### Dataset rows on where objects appear:
# # # # #

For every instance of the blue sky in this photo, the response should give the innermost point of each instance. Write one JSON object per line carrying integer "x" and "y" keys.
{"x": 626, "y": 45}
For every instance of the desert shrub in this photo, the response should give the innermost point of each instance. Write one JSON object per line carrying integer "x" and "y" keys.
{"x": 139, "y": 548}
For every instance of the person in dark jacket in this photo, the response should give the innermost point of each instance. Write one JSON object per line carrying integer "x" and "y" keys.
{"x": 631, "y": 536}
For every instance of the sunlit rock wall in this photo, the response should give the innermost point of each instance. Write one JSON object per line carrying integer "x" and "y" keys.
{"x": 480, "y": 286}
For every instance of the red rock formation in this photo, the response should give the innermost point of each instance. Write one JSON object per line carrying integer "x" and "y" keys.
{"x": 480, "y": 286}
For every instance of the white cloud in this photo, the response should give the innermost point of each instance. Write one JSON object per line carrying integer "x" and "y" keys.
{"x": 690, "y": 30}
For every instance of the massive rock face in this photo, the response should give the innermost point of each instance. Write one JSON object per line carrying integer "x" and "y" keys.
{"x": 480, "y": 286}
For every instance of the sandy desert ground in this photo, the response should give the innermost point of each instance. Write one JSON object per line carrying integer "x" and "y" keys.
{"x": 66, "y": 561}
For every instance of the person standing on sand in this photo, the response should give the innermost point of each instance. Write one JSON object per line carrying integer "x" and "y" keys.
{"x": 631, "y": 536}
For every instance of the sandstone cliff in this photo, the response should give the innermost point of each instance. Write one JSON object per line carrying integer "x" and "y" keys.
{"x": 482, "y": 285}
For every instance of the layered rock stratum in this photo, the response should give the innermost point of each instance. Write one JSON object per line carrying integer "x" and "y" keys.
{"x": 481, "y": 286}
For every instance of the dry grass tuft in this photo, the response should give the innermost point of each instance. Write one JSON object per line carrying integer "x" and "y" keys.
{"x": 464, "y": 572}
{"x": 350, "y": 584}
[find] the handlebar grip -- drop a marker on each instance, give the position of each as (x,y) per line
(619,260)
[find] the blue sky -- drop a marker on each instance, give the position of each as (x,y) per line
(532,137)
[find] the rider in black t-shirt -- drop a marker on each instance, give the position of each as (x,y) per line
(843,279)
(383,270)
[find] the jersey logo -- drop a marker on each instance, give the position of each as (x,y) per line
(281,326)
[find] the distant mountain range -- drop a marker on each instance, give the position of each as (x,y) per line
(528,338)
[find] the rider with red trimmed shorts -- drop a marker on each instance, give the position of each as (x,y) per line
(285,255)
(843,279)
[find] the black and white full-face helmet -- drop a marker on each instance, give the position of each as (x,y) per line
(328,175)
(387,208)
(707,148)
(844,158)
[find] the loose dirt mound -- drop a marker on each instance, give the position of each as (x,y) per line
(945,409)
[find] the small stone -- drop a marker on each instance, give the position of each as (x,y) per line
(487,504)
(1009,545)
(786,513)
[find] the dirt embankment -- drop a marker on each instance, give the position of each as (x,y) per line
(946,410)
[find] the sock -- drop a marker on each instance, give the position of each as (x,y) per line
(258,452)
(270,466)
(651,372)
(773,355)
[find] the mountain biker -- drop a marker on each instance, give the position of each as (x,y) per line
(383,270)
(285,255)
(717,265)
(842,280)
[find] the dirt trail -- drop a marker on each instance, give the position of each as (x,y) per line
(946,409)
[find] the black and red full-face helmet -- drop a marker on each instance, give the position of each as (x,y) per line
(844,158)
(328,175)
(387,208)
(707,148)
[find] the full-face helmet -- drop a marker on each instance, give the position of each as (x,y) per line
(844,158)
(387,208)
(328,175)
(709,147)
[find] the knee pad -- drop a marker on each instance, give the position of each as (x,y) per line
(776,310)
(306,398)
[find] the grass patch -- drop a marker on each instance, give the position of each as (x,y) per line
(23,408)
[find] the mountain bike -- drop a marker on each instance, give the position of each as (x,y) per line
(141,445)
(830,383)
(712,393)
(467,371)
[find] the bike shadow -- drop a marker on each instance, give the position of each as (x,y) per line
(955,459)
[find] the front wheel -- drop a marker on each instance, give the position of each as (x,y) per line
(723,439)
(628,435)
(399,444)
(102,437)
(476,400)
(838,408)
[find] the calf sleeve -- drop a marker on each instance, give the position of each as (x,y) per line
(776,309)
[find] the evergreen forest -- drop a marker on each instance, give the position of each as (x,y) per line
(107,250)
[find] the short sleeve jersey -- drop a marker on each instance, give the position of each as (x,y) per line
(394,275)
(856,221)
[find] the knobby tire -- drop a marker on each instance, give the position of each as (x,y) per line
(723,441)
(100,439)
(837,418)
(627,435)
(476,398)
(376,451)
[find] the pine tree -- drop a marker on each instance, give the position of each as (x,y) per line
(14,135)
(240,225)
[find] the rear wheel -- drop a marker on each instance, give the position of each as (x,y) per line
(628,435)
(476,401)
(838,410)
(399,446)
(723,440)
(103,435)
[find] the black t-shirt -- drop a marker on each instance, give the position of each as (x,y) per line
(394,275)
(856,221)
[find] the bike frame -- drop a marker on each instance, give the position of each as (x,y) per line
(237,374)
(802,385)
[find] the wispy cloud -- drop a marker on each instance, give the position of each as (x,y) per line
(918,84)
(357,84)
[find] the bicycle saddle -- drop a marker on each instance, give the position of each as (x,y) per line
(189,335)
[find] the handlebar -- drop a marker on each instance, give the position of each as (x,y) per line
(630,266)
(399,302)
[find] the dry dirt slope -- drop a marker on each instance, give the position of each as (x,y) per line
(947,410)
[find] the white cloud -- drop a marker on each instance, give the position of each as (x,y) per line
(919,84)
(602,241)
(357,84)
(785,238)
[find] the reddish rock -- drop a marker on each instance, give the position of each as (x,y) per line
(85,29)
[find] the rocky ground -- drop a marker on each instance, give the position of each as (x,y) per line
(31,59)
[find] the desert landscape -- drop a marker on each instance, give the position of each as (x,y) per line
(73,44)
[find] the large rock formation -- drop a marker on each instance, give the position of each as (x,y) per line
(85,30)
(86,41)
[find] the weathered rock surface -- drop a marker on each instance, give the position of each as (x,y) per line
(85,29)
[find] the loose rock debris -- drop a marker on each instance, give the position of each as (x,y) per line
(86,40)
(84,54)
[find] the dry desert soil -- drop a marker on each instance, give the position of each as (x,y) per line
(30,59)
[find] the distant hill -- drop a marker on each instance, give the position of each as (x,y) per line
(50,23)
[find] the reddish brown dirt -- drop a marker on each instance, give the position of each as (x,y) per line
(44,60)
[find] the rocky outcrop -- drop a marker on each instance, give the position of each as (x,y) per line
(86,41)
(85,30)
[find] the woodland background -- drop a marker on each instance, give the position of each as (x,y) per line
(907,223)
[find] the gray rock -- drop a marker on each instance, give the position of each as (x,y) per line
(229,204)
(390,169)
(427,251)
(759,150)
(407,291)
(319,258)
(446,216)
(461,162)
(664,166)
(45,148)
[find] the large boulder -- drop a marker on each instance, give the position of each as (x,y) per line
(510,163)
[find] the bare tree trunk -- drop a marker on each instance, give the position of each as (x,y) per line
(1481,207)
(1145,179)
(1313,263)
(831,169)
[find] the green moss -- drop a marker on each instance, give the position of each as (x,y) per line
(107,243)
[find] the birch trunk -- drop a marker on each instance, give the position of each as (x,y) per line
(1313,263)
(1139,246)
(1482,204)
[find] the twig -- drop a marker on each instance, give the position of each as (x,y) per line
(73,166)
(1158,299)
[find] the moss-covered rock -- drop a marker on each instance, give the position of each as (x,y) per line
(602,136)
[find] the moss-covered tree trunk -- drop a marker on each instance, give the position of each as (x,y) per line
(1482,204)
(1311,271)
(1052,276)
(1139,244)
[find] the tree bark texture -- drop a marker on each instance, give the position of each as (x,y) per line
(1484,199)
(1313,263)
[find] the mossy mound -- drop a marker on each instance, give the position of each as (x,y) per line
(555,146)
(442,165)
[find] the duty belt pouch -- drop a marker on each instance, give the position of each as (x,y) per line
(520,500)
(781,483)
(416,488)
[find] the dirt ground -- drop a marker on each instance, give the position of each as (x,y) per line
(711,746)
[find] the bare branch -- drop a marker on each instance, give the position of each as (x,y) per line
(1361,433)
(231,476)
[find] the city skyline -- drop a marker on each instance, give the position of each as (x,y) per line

# # # # #

### Objective:
Take every line from the one containing "[find] the woodland" to the end of the listing and output it exactly, with nothing else.

### Solution below:
[find] the woodland background -- drop a marker on each instance, give the position of each as (x,y) per line
(907,223)
[find] the gray rock -- drop a marker on each instance, give the position of each as (x,y) per line
(229,204)
(390,169)
(427,251)
(759,150)
(407,291)
(319,258)
(446,216)
(461,162)
(664,166)
(45,148)
[find] the large boulder -- drop a marker on each instance, give the position of each as (x,y) per line
(510,163)
[find] the bare tree trunk -- drop a marker on each instance, give the position of each as (x,y) per line
(1481,207)
(1145,179)
(1313,263)
(831,169)
[find] the green moss -- drop a marker on each instance, give the position of each as (x,y) per line
(107,243)
[find] the birch trunk -- drop a marker on each instance, give the position of each as (x,y) per line
(1313,263)
(1139,246)
(1482,204)
[find] the twig -- drop a marker on each instance, give the position of each as (x,y) per line
(73,166)
(1158,299)
[find] the moss-covered rock -- drop a marker on each instance, give the position of each as (x,y) per line
(602,136)
[find] the moss-covered tree trunk -- drop a marker on each instance, give the position of each as (x,y) per line
(1482,204)
(1311,271)
(1052,276)
(1139,244)
[find] the tree bark texture -- drop a marker on each instance, give the position of each as (x,y) per line
(1484,199)
(1313,263)
[find] the mossy mound -- drop a marker on each instance, give the position of each as (x,y) per line
(555,146)
(442,165)
[find] the duty belt pouch -- drop a marker on each instance, give the position of each as (x,y) per line
(520,500)
(781,483)
(416,488)
[find] the dirt ground -- drop a marker on each instance, give the position of each as (x,y) per line
(711,746)
[find] the bare branch -- drop a marker on each instance, give the position of each as (x,y) per line
(1361,433)
(231,476)
[find] the city skyline -- drop a marker on each instance, give the position of each as (x,y) per line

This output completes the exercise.